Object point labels
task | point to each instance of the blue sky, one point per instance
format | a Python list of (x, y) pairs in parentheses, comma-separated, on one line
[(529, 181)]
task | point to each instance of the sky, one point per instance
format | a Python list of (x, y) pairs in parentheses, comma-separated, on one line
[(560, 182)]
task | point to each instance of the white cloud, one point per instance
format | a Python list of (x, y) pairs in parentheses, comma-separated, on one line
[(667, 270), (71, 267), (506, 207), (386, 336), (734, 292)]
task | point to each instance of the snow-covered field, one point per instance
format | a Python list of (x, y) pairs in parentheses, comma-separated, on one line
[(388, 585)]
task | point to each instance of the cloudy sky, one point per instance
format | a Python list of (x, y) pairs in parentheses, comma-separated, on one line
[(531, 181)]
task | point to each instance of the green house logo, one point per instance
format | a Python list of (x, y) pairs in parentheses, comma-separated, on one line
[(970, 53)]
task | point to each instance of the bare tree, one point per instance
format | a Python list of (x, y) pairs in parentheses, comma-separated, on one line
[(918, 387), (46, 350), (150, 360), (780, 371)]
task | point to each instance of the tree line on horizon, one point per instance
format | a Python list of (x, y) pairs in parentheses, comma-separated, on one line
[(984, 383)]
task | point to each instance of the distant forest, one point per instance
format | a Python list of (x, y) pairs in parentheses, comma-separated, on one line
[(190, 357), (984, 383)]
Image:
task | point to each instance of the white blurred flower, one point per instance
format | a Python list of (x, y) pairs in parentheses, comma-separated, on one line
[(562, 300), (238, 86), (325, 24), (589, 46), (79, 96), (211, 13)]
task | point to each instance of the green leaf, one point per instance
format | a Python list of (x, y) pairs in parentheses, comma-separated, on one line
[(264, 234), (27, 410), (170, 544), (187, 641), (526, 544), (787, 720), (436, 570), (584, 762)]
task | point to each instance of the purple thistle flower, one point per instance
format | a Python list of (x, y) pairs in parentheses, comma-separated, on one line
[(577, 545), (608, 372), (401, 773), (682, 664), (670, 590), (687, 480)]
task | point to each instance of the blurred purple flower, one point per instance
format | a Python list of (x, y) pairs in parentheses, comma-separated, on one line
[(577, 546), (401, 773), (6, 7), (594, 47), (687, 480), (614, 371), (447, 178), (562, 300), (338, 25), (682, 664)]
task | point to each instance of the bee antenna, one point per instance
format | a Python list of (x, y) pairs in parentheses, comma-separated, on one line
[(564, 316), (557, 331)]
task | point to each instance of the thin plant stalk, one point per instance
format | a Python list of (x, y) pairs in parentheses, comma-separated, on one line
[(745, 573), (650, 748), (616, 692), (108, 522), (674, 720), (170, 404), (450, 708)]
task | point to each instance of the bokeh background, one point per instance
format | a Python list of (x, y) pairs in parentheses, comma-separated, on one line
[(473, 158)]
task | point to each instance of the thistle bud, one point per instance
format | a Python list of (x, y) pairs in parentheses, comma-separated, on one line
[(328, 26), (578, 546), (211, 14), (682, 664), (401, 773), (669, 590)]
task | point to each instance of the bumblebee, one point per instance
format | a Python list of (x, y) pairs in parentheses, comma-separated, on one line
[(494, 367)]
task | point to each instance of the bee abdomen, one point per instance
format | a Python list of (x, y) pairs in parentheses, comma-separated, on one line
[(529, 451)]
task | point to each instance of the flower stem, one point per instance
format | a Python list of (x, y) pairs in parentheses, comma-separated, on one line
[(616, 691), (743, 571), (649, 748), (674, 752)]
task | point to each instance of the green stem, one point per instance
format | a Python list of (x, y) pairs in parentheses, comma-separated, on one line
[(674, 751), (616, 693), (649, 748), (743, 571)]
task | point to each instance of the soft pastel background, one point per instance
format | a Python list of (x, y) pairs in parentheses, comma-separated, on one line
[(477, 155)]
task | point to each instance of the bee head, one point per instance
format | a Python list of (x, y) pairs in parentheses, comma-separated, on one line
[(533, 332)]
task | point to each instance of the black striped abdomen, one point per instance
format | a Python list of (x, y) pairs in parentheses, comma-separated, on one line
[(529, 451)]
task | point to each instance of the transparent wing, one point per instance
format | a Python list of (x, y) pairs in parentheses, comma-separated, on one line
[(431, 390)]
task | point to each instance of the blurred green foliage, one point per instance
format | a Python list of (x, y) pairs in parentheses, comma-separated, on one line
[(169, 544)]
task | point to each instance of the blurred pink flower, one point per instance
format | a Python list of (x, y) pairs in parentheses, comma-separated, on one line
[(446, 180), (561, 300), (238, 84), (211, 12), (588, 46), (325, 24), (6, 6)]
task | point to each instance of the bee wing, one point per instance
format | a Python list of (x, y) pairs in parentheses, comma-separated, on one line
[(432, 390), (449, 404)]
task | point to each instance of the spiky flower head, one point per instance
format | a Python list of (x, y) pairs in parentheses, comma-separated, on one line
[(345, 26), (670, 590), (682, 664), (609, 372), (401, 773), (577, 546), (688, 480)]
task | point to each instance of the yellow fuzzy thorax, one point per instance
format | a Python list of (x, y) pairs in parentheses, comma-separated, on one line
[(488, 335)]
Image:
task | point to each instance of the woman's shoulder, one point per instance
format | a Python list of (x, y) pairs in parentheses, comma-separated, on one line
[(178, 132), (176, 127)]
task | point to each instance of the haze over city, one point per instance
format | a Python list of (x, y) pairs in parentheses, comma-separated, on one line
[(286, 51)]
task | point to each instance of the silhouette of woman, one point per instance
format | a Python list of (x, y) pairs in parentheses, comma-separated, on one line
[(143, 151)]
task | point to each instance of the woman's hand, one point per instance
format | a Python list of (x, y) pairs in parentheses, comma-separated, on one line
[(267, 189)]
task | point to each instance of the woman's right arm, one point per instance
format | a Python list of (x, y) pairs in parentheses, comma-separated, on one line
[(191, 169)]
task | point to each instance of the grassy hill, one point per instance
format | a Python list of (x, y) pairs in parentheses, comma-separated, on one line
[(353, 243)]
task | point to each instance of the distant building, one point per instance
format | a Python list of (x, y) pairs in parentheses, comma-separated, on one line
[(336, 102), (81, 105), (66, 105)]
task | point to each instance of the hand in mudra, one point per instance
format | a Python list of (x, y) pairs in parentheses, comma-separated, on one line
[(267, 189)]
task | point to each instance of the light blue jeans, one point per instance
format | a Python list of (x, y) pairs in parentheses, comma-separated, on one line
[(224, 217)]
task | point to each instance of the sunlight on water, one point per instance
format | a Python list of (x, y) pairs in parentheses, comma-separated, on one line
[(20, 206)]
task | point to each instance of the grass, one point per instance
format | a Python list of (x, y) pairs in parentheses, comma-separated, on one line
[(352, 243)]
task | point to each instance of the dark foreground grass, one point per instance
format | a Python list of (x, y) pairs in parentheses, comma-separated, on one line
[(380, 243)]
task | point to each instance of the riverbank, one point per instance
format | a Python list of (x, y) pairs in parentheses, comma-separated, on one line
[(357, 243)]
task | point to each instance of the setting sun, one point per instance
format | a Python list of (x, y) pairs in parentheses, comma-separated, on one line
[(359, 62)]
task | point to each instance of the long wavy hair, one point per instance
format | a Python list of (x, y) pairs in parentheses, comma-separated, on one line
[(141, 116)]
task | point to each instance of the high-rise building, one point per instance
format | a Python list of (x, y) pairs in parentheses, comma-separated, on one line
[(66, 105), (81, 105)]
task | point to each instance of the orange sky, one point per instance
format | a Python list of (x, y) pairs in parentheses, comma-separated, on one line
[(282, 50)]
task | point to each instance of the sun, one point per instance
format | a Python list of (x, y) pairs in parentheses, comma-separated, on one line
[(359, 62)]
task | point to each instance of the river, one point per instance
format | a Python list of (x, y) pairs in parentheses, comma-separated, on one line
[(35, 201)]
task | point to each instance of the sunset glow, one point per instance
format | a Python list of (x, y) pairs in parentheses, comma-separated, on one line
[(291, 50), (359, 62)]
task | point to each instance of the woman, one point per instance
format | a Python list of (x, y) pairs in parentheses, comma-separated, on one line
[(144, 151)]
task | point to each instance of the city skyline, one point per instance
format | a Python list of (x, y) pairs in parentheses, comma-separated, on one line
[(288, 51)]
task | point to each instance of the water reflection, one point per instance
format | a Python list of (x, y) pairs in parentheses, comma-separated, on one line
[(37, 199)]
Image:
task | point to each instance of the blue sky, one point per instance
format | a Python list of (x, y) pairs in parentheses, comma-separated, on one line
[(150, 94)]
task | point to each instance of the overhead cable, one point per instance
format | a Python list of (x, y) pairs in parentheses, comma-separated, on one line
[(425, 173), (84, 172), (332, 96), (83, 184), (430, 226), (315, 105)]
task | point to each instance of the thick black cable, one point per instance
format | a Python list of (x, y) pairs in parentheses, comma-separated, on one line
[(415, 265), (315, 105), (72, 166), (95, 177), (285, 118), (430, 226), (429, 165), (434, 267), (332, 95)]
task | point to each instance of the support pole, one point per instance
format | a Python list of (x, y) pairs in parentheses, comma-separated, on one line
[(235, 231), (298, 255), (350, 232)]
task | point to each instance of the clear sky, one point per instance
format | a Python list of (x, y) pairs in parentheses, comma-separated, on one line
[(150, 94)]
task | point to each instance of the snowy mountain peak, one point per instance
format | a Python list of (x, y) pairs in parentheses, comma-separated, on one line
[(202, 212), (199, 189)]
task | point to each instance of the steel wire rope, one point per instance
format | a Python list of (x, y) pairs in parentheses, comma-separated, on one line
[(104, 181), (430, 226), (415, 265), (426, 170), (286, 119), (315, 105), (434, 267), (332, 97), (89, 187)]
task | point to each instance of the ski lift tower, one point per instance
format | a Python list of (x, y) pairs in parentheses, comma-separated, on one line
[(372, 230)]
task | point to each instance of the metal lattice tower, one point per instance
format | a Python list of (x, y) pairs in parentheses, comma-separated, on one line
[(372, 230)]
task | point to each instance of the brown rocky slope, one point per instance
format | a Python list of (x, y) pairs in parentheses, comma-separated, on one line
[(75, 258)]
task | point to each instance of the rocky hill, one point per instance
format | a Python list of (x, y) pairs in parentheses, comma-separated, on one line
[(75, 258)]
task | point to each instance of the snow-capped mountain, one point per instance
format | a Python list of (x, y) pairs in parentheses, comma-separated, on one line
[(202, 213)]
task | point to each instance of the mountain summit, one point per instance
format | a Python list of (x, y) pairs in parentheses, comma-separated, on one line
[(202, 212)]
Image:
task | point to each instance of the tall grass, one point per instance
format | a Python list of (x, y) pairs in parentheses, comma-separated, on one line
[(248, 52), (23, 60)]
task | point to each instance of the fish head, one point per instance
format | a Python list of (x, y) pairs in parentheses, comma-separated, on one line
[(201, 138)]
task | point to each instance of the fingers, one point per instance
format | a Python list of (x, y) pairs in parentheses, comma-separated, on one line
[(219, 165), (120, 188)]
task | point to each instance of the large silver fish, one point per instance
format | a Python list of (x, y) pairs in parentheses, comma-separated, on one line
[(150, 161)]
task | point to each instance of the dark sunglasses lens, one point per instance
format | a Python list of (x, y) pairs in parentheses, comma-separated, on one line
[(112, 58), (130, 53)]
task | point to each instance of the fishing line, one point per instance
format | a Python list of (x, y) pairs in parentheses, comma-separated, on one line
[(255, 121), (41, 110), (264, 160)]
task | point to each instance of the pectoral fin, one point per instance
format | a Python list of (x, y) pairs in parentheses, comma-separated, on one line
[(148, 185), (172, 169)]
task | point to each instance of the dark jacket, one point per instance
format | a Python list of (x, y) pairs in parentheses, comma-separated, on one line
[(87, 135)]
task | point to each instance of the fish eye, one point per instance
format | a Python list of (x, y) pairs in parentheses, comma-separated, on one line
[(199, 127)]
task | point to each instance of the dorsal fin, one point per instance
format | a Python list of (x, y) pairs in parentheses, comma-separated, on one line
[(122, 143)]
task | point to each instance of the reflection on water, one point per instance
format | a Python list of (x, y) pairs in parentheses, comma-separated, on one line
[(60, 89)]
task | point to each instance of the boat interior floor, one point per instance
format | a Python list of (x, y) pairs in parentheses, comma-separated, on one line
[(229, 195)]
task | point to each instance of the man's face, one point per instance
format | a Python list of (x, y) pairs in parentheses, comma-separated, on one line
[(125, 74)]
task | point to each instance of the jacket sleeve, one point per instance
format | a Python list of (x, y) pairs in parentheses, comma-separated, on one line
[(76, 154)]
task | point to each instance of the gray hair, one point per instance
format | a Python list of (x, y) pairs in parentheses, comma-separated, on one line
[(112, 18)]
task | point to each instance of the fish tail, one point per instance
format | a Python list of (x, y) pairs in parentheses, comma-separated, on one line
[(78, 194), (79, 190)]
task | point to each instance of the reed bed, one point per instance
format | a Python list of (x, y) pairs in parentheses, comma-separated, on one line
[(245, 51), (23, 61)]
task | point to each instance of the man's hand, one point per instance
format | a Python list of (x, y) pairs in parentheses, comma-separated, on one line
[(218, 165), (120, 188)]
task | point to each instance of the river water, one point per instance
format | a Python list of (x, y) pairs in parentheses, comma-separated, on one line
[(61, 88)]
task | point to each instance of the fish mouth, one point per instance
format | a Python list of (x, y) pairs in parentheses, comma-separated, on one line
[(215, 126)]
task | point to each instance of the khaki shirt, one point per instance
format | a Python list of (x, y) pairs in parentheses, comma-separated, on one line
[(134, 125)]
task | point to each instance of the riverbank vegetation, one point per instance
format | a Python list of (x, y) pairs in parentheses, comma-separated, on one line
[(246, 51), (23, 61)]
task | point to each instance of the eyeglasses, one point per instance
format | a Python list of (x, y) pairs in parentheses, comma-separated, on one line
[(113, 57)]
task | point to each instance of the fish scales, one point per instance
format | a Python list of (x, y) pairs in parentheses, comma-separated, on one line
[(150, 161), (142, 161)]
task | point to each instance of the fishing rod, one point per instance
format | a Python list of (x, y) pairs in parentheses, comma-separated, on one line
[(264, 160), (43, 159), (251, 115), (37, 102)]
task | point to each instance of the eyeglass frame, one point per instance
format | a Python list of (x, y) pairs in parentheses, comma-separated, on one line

What to produce
Reproduce the lines of the entries from the line containing "task | point to each instance of the light" up to and including the line containing "[(352, 243)]", offsetting every x and y coordinate in the point lists by 104 and leaving all other text unchanged.

The result
task | point to each instance of the light blue jeans, one point per instance
format | a Python list of (x, y) pairs in parentheses, comma-separated, on one line
[(328, 321)]
task | point to each instance of the sunlight on water, one point per instance
format | a Python list of (x, y) pairs in parentheses, comma-separated, on one line
[(124, 310)]
task | point to each instance of the grass, one point per instance
format | a Python list of (x, y) pairs in parentheses, comma-separated, on one line
[(456, 347)]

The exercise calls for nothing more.